### What the exercise asks:
From the line with "job: outline the snake belly" down to the final line of the material below, quote every line exactly and leave out all lines before it.

───── Record excerpts ─────

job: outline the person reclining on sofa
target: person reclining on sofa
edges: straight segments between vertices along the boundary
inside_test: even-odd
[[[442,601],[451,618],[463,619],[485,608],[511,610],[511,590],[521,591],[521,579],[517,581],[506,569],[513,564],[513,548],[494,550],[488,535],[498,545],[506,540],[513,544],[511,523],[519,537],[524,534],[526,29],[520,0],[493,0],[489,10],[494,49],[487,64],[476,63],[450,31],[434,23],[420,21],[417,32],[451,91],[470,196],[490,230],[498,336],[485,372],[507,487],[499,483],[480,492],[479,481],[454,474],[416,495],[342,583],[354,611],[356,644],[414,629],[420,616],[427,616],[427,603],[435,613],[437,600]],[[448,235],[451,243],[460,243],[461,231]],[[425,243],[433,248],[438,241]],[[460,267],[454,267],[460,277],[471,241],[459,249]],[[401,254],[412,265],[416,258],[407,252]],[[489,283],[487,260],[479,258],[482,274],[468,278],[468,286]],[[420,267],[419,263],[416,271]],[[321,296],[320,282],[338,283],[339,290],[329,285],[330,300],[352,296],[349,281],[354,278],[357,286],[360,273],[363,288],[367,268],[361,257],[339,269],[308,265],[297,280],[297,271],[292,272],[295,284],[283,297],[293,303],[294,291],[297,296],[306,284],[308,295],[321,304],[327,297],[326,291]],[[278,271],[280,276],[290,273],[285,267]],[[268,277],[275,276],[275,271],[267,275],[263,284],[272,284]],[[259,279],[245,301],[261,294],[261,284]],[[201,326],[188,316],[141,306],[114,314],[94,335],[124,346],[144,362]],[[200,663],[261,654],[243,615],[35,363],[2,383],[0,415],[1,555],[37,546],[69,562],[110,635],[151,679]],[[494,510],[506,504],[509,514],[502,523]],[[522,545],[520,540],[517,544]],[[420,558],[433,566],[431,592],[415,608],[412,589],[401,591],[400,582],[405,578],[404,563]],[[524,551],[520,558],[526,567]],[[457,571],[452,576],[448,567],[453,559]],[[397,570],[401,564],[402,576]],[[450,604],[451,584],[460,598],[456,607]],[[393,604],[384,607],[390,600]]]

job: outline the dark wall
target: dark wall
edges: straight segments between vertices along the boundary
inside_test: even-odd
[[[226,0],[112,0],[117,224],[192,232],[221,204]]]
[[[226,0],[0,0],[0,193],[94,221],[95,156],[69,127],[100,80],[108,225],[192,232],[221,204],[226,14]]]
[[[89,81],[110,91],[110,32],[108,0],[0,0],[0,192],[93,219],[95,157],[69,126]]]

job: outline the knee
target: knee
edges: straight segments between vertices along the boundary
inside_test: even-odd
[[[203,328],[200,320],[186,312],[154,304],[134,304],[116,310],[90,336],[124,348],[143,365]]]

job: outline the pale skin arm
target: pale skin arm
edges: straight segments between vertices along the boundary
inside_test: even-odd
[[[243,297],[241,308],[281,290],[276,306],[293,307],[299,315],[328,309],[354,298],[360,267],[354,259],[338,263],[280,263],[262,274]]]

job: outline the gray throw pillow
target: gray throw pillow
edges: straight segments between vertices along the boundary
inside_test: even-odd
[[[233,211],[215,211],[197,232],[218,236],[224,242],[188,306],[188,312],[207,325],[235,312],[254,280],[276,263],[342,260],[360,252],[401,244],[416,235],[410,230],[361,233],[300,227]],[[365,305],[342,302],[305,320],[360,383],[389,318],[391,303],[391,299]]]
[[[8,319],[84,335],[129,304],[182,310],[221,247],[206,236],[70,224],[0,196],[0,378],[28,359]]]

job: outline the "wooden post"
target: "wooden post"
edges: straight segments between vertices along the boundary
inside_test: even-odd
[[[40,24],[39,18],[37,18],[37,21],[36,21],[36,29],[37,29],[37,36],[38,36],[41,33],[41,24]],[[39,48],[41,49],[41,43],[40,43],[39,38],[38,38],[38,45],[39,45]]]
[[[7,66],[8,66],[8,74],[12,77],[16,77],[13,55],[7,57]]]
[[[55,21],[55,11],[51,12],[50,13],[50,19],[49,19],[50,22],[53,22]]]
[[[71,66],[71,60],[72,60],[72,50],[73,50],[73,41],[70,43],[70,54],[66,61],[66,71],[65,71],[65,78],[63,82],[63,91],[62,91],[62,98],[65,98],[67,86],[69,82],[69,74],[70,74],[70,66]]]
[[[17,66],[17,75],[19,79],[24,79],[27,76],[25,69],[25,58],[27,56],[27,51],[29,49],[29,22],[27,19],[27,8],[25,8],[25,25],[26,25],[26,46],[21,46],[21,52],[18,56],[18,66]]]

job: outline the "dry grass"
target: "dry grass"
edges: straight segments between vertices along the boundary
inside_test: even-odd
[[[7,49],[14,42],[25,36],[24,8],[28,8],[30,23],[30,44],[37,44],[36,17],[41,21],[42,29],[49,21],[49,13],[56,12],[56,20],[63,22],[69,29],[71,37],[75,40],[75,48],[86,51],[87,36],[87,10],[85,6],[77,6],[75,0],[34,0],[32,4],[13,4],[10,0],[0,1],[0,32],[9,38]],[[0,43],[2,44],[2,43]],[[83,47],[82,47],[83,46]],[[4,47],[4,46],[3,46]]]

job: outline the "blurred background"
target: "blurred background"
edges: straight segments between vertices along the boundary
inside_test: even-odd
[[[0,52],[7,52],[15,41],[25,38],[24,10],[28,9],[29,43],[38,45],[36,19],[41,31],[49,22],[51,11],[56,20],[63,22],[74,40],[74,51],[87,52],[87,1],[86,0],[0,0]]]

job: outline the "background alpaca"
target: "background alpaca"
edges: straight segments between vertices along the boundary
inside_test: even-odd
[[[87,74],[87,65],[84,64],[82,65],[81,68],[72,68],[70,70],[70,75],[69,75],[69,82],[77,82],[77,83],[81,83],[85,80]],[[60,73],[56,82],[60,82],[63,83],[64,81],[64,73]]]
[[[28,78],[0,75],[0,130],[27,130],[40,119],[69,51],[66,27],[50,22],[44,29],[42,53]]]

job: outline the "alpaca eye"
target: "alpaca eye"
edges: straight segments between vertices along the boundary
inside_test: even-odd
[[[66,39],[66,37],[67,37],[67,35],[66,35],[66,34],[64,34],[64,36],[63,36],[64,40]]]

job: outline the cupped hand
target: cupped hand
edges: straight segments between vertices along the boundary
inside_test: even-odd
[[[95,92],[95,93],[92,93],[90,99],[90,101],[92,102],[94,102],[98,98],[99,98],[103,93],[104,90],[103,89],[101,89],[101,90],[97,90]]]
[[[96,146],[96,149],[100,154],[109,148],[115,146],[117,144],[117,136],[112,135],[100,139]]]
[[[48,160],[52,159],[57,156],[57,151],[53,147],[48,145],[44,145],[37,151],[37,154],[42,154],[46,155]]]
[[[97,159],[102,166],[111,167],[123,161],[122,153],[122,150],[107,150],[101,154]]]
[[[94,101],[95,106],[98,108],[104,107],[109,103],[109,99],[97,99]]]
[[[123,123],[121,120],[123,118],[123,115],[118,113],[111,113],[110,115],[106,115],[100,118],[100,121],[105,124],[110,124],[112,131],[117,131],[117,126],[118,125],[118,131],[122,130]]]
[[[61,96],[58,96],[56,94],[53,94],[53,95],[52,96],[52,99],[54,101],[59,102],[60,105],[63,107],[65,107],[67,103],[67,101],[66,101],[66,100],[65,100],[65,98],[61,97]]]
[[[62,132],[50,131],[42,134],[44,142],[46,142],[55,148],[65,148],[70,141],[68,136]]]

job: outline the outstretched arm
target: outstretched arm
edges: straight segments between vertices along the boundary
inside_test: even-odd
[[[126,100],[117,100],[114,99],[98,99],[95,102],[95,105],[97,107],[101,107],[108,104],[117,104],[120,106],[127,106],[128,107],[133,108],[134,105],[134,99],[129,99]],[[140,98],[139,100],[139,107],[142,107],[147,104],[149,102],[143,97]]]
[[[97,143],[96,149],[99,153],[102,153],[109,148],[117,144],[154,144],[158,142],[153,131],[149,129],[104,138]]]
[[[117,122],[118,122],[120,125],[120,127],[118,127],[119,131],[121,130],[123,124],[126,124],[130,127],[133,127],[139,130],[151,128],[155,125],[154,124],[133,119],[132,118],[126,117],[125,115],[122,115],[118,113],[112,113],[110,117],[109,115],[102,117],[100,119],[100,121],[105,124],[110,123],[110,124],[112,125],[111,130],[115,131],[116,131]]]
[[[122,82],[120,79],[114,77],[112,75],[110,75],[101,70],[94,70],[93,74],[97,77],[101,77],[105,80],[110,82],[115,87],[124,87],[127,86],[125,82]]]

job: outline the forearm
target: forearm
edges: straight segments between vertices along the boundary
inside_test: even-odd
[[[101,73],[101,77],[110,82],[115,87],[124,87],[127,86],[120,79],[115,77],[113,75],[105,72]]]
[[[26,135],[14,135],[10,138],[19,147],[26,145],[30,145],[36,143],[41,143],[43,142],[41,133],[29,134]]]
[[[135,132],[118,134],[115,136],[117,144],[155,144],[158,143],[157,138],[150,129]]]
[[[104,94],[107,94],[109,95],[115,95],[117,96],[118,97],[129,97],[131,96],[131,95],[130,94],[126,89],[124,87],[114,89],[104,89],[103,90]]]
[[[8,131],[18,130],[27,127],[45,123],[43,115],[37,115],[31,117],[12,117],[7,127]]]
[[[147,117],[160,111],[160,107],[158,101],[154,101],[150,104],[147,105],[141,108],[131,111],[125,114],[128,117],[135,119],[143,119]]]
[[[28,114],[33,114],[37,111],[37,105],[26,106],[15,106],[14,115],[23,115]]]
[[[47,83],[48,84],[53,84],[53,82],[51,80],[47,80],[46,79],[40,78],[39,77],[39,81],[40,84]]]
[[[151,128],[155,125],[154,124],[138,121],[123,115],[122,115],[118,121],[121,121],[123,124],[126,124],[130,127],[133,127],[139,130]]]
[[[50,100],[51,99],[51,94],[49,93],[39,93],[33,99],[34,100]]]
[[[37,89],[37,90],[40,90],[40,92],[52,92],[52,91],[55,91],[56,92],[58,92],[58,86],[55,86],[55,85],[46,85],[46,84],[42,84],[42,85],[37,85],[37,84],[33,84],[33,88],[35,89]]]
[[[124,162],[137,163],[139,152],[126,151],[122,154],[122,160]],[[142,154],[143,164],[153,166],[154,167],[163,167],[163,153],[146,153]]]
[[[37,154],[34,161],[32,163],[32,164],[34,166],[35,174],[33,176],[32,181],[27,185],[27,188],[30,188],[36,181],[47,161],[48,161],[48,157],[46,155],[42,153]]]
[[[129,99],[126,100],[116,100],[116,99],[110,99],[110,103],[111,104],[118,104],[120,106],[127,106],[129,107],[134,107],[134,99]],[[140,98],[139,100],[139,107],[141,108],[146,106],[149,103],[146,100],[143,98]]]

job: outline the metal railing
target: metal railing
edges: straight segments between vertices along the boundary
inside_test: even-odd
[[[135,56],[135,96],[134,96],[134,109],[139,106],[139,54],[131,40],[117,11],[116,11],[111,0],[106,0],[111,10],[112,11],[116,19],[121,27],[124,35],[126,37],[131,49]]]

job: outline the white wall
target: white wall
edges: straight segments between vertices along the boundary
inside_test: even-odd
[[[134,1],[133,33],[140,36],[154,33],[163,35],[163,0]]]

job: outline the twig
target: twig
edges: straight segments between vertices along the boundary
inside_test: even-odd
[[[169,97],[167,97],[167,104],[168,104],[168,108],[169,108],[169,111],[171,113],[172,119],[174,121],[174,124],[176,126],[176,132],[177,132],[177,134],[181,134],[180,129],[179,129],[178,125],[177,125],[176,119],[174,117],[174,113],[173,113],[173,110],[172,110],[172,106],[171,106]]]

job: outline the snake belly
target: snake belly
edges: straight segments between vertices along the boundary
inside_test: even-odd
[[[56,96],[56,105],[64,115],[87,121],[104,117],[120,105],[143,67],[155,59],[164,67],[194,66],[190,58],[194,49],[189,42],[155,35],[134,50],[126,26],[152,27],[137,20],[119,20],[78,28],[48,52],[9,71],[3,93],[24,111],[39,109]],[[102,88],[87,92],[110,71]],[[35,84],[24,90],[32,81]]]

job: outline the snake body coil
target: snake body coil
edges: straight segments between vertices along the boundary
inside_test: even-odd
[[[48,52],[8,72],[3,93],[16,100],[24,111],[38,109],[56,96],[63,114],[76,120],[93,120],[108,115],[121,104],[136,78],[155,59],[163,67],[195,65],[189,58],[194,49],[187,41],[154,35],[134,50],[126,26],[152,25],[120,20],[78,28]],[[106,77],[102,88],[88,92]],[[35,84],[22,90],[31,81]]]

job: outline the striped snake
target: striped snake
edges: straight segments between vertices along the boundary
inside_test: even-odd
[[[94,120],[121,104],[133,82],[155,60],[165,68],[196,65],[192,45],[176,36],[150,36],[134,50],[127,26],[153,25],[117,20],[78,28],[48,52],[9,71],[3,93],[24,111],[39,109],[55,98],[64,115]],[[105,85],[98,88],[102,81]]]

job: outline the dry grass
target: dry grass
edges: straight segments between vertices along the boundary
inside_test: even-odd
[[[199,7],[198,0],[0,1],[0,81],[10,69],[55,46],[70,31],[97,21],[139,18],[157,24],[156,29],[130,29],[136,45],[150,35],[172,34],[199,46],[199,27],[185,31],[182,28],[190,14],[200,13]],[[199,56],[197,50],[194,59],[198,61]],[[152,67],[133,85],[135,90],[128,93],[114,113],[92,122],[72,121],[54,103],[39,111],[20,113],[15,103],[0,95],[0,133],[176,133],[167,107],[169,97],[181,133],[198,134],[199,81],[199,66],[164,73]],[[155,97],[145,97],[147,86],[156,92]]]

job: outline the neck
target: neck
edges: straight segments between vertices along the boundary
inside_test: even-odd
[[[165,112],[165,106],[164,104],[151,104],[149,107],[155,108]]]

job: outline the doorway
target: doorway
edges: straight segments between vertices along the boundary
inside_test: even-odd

─────

### Solution to this task:
job: outline the snake belly
target: snake belly
edges: straight segments between vertices along the boundary
inside_test: even-odd
[[[56,96],[56,105],[64,115],[87,121],[104,117],[120,105],[143,67],[155,59],[164,67],[194,66],[190,58],[194,49],[189,42],[155,35],[134,50],[126,26],[152,27],[137,20],[119,20],[78,28],[48,52],[9,71],[3,93],[24,111],[39,109]],[[102,88],[87,92],[110,71]],[[35,84],[24,90],[32,81]]]

job: outline the snake body coil
target: snake body coil
edges: straight segments between vertices along the boundary
inside_test: even-odd
[[[48,52],[8,72],[3,93],[16,100],[24,111],[38,109],[56,96],[63,114],[76,120],[93,120],[108,115],[121,104],[136,78],[155,59],[163,67],[195,65],[189,58],[194,49],[187,41],[154,35],[134,50],[126,26],[152,25],[120,20],[78,28]],[[106,77],[102,88],[88,92]],[[35,84],[22,90],[31,81]]]

job: outline the striped snake
target: striped snake
edges: straight segments between vertices along the boundary
inside_test: even-odd
[[[94,120],[121,104],[133,82],[155,60],[165,68],[196,65],[192,45],[176,36],[150,36],[134,50],[127,26],[153,25],[117,20],[78,28],[48,52],[9,71],[3,93],[24,111],[39,109],[55,98],[64,115]],[[105,85],[98,88],[102,81]]]

job: outline the dry grass
target: dry grass
edges: straight segments between vertices along the boundary
inside_test: even-odd
[[[199,7],[198,0],[0,1],[0,81],[10,69],[55,46],[70,31],[97,21],[139,18],[157,24],[156,29],[130,29],[136,45],[150,35],[172,34],[199,46],[199,27],[185,31],[182,28],[190,14],[200,13]],[[199,56],[197,50],[194,59],[198,61]],[[152,67],[133,85],[135,90],[128,93],[114,113],[92,122],[72,121],[54,103],[39,111],[20,113],[15,103],[0,95],[0,133],[176,133],[167,107],[169,97],[181,133],[198,134],[199,81],[199,66],[164,73]],[[155,97],[145,97],[147,86],[156,92]]]

job: outline the neck
target: neck
edges: straight segments between vertices along the boundary
inside_test: even-odd
[[[165,112],[165,106],[164,104],[151,104],[149,107],[155,108]]]

job: outline the doorway
target: doorway
edges: straight segments between vertices along the boundary
inside_test: even-odd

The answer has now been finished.